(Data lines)
-------------------------

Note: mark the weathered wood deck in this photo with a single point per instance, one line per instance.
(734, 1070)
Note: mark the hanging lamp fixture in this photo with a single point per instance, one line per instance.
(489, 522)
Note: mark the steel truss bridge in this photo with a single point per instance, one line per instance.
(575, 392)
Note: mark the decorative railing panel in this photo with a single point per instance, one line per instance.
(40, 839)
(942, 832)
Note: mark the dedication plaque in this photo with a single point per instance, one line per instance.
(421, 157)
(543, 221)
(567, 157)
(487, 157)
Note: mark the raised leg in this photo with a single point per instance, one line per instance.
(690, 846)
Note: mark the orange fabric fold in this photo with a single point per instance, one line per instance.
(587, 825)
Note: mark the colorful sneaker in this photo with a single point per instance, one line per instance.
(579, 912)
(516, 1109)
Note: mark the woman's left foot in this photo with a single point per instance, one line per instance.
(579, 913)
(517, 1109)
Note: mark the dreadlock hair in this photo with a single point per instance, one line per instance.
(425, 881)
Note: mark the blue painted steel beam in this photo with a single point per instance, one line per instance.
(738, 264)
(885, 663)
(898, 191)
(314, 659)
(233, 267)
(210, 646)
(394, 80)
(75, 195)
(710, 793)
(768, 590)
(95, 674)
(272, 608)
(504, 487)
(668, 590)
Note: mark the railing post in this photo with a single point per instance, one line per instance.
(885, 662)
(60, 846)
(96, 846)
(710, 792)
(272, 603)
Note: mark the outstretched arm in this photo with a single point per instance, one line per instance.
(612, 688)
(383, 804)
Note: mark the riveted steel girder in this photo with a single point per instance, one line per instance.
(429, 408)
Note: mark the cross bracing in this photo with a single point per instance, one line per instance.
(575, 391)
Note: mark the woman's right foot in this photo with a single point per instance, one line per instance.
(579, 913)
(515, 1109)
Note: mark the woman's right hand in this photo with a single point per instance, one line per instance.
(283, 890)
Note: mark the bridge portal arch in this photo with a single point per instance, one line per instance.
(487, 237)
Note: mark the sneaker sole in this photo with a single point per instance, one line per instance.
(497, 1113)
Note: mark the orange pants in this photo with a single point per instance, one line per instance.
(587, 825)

-------------------------

Recast the rows above as a Markdown table with two columns, Number and Line, giving each line its own numbered row and omitting any blank lines.

| Number | Line |
|---|---|
| 1 | Note: mark the weathered wood deck in this photo with a single point per instance, one line per instance. |
| 2 | (734, 1070) |
| 3 | Note: mark the hanging lamp fixture in this photo with a single point per instance, one line per instance. |
| 4 | (489, 522) |
| 5 | Note: mark the steel truss bridge in this photo with a single point per instance, one line per instance. |
| 6 | (575, 392) |
| 7 | Note: mark the decorative railing panel in this photo with a single point per instance, one line per instance. |
| 8 | (40, 839) |
| 9 | (942, 832) |
| 10 | Note: mark the dedication plaque in this photo with a single point per instance, one line per instance. |
| 11 | (421, 157) |
| 12 | (543, 221) |
| 13 | (567, 157) |
| 14 | (487, 157) |
| 15 | Note: mark the raised leg in this photo with a single point per instance, one line per instance. |
| 16 | (690, 846) |
| 17 | Note: mark the orange fabric fold in this photo with a single point per instance, one line per instance. |
| 18 | (587, 825) |
| 19 | Note: mark the colorful sneaker in this photo with a single point per instance, one line per instance. |
| 20 | (579, 912) |
| 21 | (516, 1109) |
| 22 | Note: mark the woman's left foot in this photo with a single point per instance, one line per instance. |
| 23 | (579, 913) |
| 24 | (517, 1109) |
| 25 | Note: mark the dreadlock hair in this photo with a single point per instance, one line per instance. |
| 26 | (425, 881) |
| 27 | Note: mark the blue painted steel beam in this photo with a single point per instance, one line per instance. |
| 28 | (738, 264) |
| 29 | (885, 663) |
| 30 | (898, 191) |
| 31 | (314, 659) |
| 32 | (233, 267) |
| 33 | (210, 646) |
| 34 | (394, 80) |
| 35 | (75, 195) |
| 36 | (710, 793) |
| 37 | (768, 590) |
| 38 | (95, 674) |
| 39 | (272, 608) |
| 40 | (504, 487) |
| 41 | (668, 590) |
| 42 | Note: mark the railing post in this photo with a single point per instance, one line per instance. |
| 43 | (885, 662) |
| 44 | (60, 846) |
| 45 | (96, 846) |
| 46 | (710, 792) |
| 47 | (272, 603) |
| 48 | Note: mark the outstretched arm in this photo with a single point per instance, one line per instance. |
| 49 | (612, 688) |
| 50 | (383, 804) |
| 51 | Note: mark the riveted steel girder in this photo with a single point per instance, one line per instance. |
| 52 | (429, 408) |
| 53 | Note: mark the cross bracing in this photo with a single point per instance, one line per instance. |
| 54 | (575, 391) |
| 55 | Note: mark the woman's right foot in this photo with a single point per instance, one line per instance. |
| 56 | (579, 913) |
| 57 | (515, 1109) |
| 58 | Note: mark the woman's right hand in this photo with a single point per instance, one line per instance. |
| 59 | (283, 890) |
| 60 | Note: mark the bridge portal arch in this photo with a single point per instance, one line per instance. |
| 61 | (487, 237) |
| 62 | Note: mark the sneaker sole in this photo with a single point per instance, one line per instance. |
| 63 | (497, 1113) |
| 64 | Note: mark the orange pants in this photo with a single point per instance, one line per instance. |
| 65 | (587, 825) |